Copy the records from their start through the line containing "246 217 L 246", both ends included, and shift every number in the answer outlines by adding 37 to it. Keep the requests as they are, and leave the pictures out.

# Start of Provided records

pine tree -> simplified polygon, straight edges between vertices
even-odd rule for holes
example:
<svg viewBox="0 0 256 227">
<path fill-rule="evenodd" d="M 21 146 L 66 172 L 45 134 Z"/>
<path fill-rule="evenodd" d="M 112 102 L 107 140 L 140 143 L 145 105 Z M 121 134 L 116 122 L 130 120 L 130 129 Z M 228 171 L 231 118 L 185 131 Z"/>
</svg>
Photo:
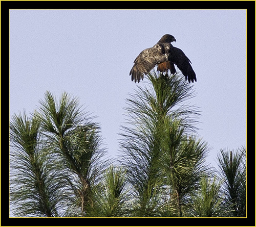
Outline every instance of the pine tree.
<svg viewBox="0 0 256 227">
<path fill-rule="evenodd" d="M 221 150 L 217 176 L 197 136 L 193 86 L 178 74 L 147 79 L 126 100 L 119 165 L 105 158 L 98 123 L 65 92 L 58 98 L 47 92 L 33 114 L 14 115 L 16 216 L 246 216 L 245 148 Z"/>
<path fill-rule="evenodd" d="M 246 217 L 246 150 L 221 149 L 218 157 L 219 172 L 224 182 L 227 203 L 232 205 L 234 217 Z"/>
<path fill-rule="evenodd" d="M 151 84 L 127 100 L 129 127 L 122 127 L 120 162 L 135 215 L 180 217 L 186 196 L 206 170 L 207 146 L 188 134 L 199 115 L 184 103 L 194 96 L 192 87 L 178 75 L 154 72 L 148 79 Z"/>
<path fill-rule="evenodd" d="M 86 216 L 108 165 L 99 127 L 66 93 L 58 100 L 47 92 L 40 104 L 31 119 L 14 115 L 10 124 L 15 214 Z"/>
</svg>

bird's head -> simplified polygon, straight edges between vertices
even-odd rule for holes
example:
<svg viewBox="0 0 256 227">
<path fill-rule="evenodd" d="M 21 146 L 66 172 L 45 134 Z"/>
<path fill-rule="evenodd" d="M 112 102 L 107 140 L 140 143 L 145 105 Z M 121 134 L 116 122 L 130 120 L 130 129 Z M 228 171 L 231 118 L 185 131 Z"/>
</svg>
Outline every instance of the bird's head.
<svg viewBox="0 0 256 227">
<path fill-rule="evenodd" d="M 166 34 L 163 36 L 158 42 L 176 42 L 176 40 L 174 36 Z"/>
</svg>

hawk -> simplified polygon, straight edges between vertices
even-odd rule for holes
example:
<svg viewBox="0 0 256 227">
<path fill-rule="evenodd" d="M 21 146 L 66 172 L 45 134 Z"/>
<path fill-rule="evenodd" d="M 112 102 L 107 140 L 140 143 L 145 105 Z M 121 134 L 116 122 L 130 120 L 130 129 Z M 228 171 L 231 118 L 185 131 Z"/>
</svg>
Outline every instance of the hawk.
<svg viewBox="0 0 256 227">
<path fill-rule="evenodd" d="M 134 60 L 130 72 L 132 81 L 139 83 L 143 79 L 144 75 L 148 73 L 156 65 L 158 71 L 167 72 L 169 70 L 171 73 L 175 74 L 175 64 L 185 76 L 186 81 L 187 79 L 189 83 L 196 82 L 191 61 L 181 49 L 172 45 L 172 42 L 176 41 L 173 36 L 166 34 L 153 47 L 142 51 Z"/>
</svg>

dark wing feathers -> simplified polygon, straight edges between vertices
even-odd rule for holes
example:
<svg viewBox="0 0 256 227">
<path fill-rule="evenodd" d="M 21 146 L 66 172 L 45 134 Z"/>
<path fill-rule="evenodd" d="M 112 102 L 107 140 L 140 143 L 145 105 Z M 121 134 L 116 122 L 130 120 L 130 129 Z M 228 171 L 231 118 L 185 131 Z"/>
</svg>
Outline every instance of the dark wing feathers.
<svg viewBox="0 0 256 227">
<path fill-rule="evenodd" d="M 143 80 L 144 75 L 148 73 L 157 64 L 158 70 L 164 72 L 169 69 L 171 73 L 175 73 L 174 63 L 181 71 L 186 80 L 187 79 L 189 83 L 197 81 L 190 60 L 181 49 L 169 42 L 158 42 L 153 47 L 144 49 L 134 63 L 130 74 L 132 75 L 132 81 L 134 80 L 135 83 Z"/>
<path fill-rule="evenodd" d="M 169 52 L 169 60 L 175 64 L 179 69 L 185 76 L 185 80 L 188 82 L 197 81 L 196 73 L 192 68 L 191 61 L 186 56 L 184 52 L 178 48 L 173 47 Z"/>
</svg>

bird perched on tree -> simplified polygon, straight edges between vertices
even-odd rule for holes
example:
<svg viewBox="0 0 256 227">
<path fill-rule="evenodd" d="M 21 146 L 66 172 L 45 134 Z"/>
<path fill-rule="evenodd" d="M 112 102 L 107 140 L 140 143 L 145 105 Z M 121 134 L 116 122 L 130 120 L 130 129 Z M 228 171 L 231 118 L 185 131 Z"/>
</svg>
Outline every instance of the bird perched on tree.
<svg viewBox="0 0 256 227">
<path fill-rule="evenodd" d="M 181 71 L 186 81 L 194 83 L 197 81 L 196 73 L 190 65 L 191 62 L 181 49 L 172 45 L 176 42 L 172 35 L 164 35 L 153 47 L 142 51 L 134 62 L 134 65 L 130 72 L 132 81 L 139 83 L 143 80 L 144 75 L 150 72 L 157 65 L 157 70 L 168 71 L 172 74 L 176 73 L 174 64 Z"/>
</svg>

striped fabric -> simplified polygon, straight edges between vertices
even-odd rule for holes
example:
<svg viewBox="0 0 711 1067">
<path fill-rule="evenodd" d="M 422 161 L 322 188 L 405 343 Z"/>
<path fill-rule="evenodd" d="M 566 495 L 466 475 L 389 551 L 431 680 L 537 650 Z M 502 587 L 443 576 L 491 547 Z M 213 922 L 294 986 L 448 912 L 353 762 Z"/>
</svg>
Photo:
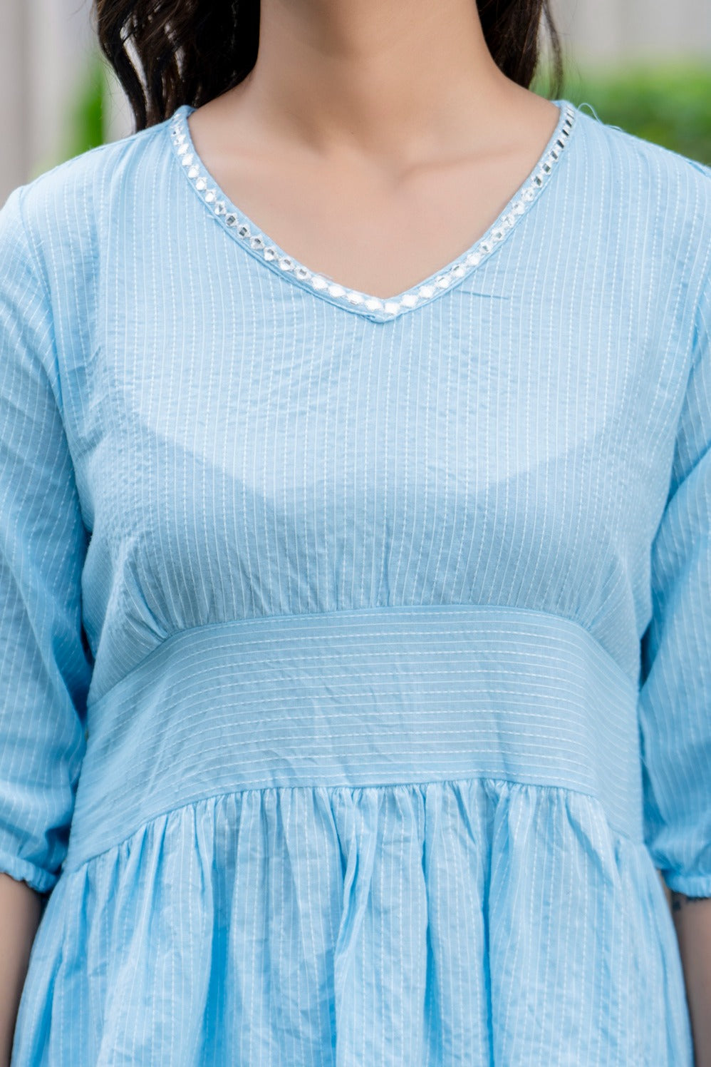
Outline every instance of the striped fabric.
<svg viewBox="0 0 711 1067">
<path fill-rule="evenodd" d="M 554 102 L 391 301 L 188 105 L 0 210 L 13 1067 L 692 1067 L 711 168 Z"/>
</svg>

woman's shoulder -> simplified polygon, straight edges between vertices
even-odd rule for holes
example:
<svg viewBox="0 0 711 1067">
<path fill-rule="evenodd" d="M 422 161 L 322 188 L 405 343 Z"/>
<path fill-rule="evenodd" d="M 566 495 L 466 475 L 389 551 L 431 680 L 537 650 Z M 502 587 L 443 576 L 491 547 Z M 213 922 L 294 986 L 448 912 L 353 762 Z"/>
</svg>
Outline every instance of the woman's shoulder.
<svg viewBox="0 0 711 1067">
<path fill-rule="evenodd" d="M 608 241 L 665 283 L 705 289 L 711 268 L 711 166 L 577 108 L 581 152 L 568 188 Z"/>
<path fill-rule="evenodd" d="M 21 226 L 35 251 L 96 240 L 102 213 L 120 207 L 131 175 L 150 165 L 169 120 L 63 160 L 16 186 L 0 206 L 0 241 Z"/>
<path fill-rule="evenodd" d="M 609 182 L 610 195 L 635 197 L 630 206 L 647 218 L 661 210 L 668 224 L 675 214 L 709 223 L 710 165 L 604 123 L 582 107 L 576 107 L 576 112 L 584 134 L 585 162 L 591 177 Z"/>
</svg>

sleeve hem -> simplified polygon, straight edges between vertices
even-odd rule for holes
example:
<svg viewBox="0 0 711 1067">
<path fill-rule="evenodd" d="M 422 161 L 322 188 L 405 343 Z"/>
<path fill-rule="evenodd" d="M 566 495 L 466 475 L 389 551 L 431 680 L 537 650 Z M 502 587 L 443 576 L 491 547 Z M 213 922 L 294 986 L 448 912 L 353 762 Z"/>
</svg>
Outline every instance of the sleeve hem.
<svg viewBox="0 0 711 1067">
<path fill-rule="evenodd" d="M 29 860 L 0 849 L 0 873 L 9 874 L 15 881 L 26 881 L 37 893 L 48 893 L 56 885 L 59 875 L 44 871 Z"/>
<path fill-rule="evenodd" d="M 711 897 L 711 874 L 675 874 L 662 871 L 662 877 L 673 892 L 684 896 Z"/>
</svg>

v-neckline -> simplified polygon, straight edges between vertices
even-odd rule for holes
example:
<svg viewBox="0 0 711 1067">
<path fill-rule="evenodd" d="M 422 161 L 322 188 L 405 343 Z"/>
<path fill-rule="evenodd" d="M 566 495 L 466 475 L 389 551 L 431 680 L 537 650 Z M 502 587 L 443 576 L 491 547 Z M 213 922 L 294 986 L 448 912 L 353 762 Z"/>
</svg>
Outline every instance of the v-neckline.
<svg viewBox="0 0 711 1067">
<path fill-rule="evenodd" d="M 195 150 L 188 124 L 188 116 L 196 110 L 192 105 L 181 103 L 167 120 L 166 125 L 174 158 L 185 179 L 219 224 L 242 244 L 245 251 L 281 277 L 307 289 L 312 296 L 375 322 L 385 322 L 414 308 L 423 307 L 443 296 L 452 285 L 467 277 L 485 262 L 528 213 L 558 170 L 555 164 L 565 155 L 566 145 L 578 118 L 578 109 L 569 100 L 551 102 L 556 105 L 560 111 L 555 129 L 528 177 L 491 225 L 451 262 L 389 300 L 351 289 L 326 274 L 310 270 L 281 249 L 233 204 Z"/>
</svg>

# End of Provided records

• Complete answer:
pine tree -> simplified polygon, straight edges between vertices
even-odd rule for holes
example:
<svg viewBox="0 0 256 227">
<path fill-rule="evenodd" d="M 21 146 L 66 172 L 45 134 Z"/>
<path fill-rule="evenodd" d="M 112 102 L 107 140 L 140 143 L 145 105 Z M 121 134 L 116 122 L 130 120 L 130 129 Z M 228 171 L 231 118 L 185 131 Z"/>
</svg>
Photo:
Outline every instance of the pine tree.
<svg viewBox="37 37 293 264">
<path fill-rule="evenodd" d="M 258 187 L 254 213 L 234 173 L 230 123 L 215 111 L 184 116 L 163 137 L 156 202 L 142 195 L 135 160 L 102 129 L 95 135 L 84 129 L 70 151 L 51 152 L 53 253 L 283 253 L 282 185 Z"/>
<path fill-rule="evenodd" d="M 283 254 L 283 187 L 258 186 L 255 194 L 256 209 L 261 219 L 264 240 L 269 242 L 271 254 Z"/>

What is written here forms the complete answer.